* _EXERCISE DESCRIPTION_:
Identify every line in the records that contains the word "golden" and copy each one.

--------------------

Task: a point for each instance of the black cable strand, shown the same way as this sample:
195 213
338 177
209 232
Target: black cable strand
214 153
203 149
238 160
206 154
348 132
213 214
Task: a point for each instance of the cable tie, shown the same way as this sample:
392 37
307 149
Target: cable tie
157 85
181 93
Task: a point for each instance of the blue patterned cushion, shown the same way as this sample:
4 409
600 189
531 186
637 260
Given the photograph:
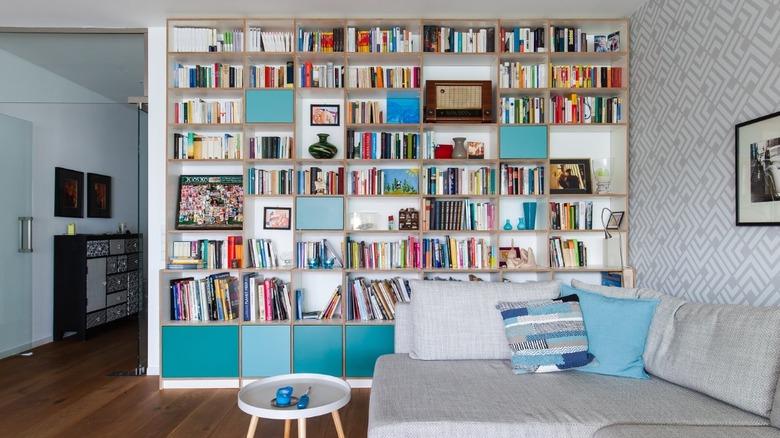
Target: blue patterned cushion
545 335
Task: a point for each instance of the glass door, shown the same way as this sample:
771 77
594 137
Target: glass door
16 238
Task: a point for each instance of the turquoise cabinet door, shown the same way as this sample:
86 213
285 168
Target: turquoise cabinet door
317 349
200 351
364 345
265 350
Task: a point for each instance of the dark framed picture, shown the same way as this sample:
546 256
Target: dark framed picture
757 164
98 195
210 202
68 192
570 175
325 115
276 218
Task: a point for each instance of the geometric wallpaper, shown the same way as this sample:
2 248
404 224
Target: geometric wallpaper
697 68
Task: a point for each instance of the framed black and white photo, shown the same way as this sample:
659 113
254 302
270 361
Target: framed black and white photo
757 173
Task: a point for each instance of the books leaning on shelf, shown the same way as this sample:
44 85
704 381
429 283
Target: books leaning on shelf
212 298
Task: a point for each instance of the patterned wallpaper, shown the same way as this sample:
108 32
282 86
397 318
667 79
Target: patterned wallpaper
697 69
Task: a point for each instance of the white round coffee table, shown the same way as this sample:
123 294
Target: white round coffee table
327 395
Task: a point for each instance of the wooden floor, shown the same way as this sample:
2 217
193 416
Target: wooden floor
64 390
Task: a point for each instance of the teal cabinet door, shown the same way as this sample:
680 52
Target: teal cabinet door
200 351
265 350
364 345
317 349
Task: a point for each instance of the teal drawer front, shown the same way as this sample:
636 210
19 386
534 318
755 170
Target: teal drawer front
200 351
364 345
523 142
269 106
317 349
265 350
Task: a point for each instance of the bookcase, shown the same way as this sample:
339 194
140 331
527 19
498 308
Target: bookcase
248 97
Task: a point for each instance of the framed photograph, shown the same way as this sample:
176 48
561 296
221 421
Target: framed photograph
210 202
98 195
503 254
276 218
758 171
68 192
570 176
324 115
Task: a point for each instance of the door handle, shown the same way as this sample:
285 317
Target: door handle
25 234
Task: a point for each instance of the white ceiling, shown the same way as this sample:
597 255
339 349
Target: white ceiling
113 64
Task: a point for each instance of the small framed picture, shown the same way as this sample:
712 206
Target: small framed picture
68 192
98 195
276 218
324 115
570 176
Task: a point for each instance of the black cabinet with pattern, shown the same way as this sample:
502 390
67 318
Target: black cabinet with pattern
96 280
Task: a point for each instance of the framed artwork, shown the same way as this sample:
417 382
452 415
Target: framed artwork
324 115
68 192
758 171
276 218
570 175
98 195
210 202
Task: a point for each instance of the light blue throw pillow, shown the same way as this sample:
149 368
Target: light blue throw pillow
617 332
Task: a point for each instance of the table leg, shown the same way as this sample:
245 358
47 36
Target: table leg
337 422
252 427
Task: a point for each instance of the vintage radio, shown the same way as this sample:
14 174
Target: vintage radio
458 101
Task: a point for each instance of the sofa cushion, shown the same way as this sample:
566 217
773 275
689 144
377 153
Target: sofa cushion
481 398
458 320
617 331
545 335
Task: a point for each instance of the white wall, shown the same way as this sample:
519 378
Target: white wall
77 129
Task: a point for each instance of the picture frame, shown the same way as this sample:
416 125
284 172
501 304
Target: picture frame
277 218
208 202
757 171
68 192
98 195
325 115
570 176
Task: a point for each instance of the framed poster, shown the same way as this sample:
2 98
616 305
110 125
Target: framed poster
68 192
757 173
210 202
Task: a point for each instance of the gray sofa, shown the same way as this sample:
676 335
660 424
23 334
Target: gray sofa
713 372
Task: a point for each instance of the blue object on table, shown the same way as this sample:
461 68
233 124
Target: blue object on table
304 401
283 396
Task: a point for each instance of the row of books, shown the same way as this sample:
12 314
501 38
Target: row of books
518 75
458 214
522 180
586 109
273 147
192 146
266 299
372 145
460 181
208 76
394 40
375 181
201 39
446 39
269 182
567 253
213 111
212 298
369 300
259 40
522 110
585 76
383 77
571 215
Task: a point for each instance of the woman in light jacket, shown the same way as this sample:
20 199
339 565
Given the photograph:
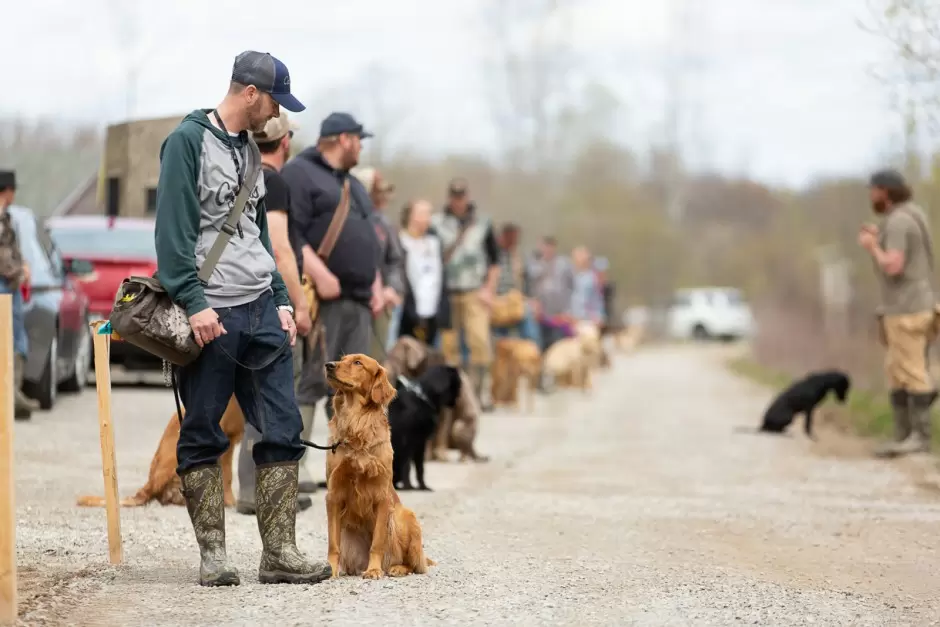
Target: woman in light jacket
426 308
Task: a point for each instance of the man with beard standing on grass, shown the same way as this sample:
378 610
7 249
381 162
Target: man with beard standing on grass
241 317
902 252
348 283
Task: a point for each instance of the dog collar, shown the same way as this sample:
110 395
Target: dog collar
415 388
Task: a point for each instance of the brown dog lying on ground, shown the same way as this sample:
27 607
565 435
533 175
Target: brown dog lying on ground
516 359
370 531
457 428
568 363
163 484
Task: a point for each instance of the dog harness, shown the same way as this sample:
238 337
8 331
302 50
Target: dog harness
415 388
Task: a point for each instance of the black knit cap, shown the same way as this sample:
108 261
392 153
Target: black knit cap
887 179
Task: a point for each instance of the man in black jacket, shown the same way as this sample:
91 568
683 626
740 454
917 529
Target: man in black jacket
348 282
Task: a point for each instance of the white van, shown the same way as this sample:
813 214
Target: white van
703 313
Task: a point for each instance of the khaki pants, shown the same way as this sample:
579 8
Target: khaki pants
469 314
906 337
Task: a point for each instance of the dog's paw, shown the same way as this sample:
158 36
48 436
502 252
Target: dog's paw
399 570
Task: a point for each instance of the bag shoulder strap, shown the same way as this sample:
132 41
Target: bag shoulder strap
924 235
336 224
229 227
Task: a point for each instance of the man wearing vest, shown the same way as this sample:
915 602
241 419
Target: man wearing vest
902 252
471 254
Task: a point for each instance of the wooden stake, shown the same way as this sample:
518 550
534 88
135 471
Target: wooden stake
8 601
106 427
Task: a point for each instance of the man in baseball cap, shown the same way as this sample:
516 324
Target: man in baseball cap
208 167
267 74
901 249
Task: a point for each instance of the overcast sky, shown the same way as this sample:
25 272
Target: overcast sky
780 89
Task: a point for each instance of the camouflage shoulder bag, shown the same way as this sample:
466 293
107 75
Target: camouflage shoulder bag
144 314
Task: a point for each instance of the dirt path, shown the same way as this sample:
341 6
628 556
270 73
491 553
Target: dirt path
637 505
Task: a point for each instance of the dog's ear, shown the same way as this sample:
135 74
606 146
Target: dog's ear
382 391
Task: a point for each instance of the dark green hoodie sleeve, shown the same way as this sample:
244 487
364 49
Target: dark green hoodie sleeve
177 221
277 281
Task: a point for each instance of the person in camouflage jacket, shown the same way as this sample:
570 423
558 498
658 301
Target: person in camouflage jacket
14 272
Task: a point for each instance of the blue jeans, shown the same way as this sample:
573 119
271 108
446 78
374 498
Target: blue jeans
266 395
20 337
527 328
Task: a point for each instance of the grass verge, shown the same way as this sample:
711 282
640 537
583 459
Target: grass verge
869 413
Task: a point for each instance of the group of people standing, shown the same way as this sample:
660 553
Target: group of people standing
467 283
317 263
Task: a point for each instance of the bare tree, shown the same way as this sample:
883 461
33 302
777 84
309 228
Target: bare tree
531 66
912 29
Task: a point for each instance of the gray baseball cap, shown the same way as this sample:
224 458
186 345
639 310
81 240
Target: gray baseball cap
268 74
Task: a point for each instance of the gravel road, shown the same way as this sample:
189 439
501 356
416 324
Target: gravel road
636 505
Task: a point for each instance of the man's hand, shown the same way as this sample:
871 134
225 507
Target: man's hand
287 323
391 297
868 237
485 295
302 319
377 302
327 286
536 308
206 326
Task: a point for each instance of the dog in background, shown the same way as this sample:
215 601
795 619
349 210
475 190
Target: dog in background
370 532
515 360
413 417
567 362
163 484
457 427
802 397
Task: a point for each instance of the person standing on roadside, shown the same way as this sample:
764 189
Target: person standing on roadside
471 256
426 309
241 317
553 286
274 145
14 272
390 253
348 283
902 252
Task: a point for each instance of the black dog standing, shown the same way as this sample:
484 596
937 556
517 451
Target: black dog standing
413 416
802 398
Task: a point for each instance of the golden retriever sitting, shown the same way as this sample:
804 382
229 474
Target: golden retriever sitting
163 484
516 359
567 363
370 532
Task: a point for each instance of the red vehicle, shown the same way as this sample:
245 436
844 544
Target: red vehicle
99 253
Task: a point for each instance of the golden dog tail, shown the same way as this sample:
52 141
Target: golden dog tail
140 499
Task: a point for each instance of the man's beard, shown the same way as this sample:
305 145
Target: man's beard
350 160
256 121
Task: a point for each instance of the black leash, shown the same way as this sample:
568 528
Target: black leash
174 374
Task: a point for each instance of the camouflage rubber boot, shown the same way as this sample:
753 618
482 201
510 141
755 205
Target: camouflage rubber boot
246 477
23 406
902 424
478 376
921 421
202 489
276 499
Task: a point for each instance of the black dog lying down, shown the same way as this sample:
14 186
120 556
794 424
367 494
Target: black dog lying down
802 398
413 416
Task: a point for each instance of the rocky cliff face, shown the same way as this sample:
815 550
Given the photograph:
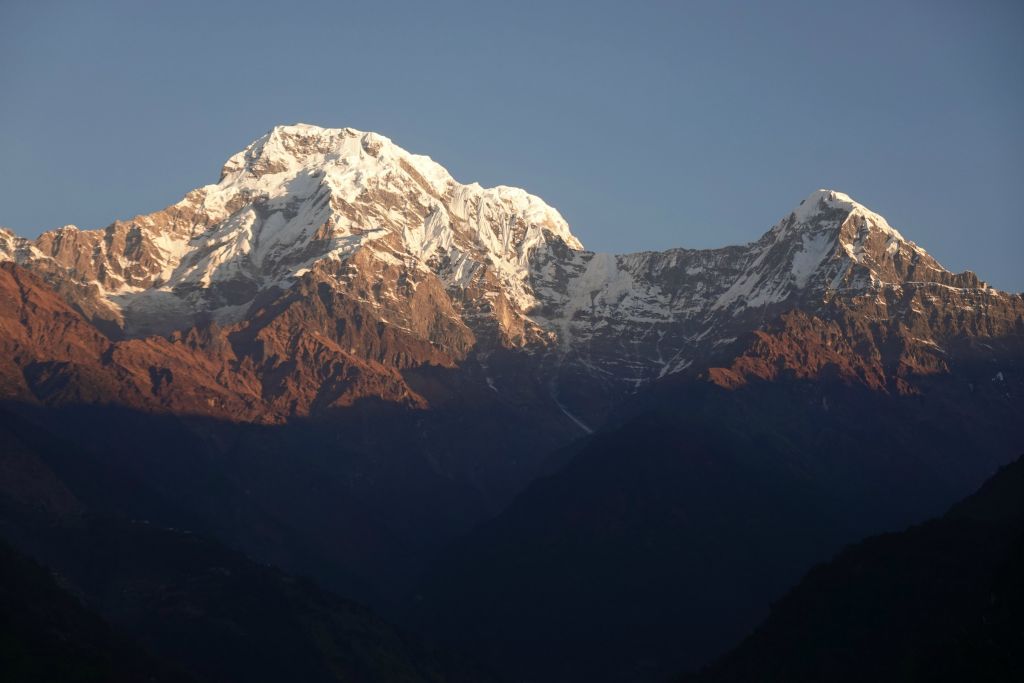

--------------------

* _REPLY_:
Task: a point for each instance of the golden retriever sitting, shown the same way as this sample:
Target: golden retriever sitting
Task: a point for each instance of the golden dog tail, shown the same way as this sample:
Target: golden dog tail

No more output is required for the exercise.